[Supplied data]
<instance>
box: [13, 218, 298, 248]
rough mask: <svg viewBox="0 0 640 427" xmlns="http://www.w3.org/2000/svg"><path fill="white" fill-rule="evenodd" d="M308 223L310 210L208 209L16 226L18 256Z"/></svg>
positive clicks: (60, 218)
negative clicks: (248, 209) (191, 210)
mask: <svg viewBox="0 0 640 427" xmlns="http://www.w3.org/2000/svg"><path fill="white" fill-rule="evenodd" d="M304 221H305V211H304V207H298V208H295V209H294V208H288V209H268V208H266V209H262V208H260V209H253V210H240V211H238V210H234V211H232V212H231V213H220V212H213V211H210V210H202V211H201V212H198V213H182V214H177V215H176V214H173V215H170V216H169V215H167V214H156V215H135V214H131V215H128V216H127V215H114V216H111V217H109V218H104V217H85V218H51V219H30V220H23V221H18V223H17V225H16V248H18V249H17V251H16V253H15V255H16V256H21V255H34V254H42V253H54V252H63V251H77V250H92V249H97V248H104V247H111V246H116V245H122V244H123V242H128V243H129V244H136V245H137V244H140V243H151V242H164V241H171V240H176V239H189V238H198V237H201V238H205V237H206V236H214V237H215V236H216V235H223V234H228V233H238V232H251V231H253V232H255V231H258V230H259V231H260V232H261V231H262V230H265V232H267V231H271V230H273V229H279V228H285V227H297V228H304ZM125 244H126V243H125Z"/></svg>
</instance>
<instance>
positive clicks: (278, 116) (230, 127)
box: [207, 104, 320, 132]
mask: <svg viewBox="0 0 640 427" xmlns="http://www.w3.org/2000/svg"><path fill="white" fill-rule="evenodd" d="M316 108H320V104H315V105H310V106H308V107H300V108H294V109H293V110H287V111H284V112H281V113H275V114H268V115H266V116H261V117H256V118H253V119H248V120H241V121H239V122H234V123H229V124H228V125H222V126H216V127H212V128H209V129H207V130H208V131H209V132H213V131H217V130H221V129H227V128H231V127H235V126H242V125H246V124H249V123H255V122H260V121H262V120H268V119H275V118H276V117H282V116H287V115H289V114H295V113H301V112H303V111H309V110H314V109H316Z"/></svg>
[/Supplied data]
[Supplied data]
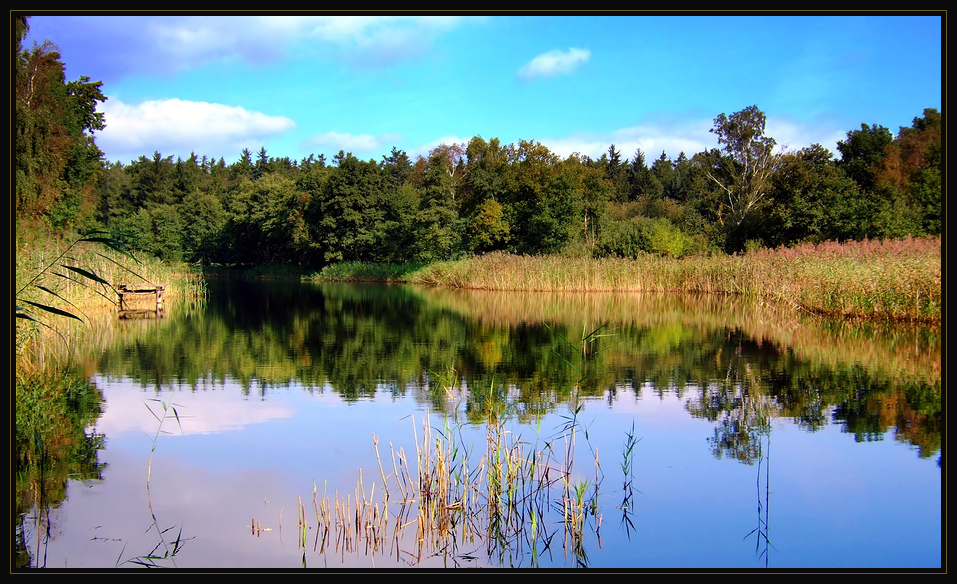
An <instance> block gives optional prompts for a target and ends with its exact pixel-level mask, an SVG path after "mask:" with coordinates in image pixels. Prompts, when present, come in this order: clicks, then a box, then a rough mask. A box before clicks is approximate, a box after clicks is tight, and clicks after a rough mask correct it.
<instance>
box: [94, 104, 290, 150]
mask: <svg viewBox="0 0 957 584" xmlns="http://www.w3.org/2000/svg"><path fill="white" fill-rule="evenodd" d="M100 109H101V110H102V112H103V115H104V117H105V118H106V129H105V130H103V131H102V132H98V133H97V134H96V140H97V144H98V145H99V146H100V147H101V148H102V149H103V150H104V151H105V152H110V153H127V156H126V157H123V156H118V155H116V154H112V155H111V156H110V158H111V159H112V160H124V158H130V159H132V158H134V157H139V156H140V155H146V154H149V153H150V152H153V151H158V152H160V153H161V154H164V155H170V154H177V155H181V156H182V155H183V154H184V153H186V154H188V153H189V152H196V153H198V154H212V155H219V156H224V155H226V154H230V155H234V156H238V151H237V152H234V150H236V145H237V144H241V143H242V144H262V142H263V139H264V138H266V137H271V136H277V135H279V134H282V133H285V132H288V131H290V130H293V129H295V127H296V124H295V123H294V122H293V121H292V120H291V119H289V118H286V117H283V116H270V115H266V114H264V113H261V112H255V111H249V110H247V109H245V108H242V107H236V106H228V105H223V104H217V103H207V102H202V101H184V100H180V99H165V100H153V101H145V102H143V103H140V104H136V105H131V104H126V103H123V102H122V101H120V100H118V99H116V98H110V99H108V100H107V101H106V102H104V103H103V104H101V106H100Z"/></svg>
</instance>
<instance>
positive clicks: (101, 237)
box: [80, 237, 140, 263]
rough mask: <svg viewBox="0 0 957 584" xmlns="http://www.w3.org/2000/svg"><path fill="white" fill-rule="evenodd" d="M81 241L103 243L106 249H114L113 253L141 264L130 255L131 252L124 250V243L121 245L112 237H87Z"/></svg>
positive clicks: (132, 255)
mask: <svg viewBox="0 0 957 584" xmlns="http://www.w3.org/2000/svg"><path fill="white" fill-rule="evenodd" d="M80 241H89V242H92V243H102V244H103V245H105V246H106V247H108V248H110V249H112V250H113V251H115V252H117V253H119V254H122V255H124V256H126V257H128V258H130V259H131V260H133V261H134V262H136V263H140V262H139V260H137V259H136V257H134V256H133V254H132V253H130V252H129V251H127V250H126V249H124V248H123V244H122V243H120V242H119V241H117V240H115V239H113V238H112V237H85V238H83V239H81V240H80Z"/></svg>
[/Supplied data]
• **Exercise description**
Please rewrite everything from the line containing "An <instance> block" down to the line containing "box: [94, 104, 290, 150]", renaming "clicks" to "points" and leaving all else unchanged.

• **Exercise answer**
An <instance> block gives optional prompts for a target and ends with its exact pixel-level mask, an SVG path after "mask:" with coordinates in image pixels. Prompts, when present, come in this order: points, then a box, then a rough mask. A box before points is approximate, a box after points is tight, and points after a rough mask correct it.
<instance>
box: [94, 104, 290, 150]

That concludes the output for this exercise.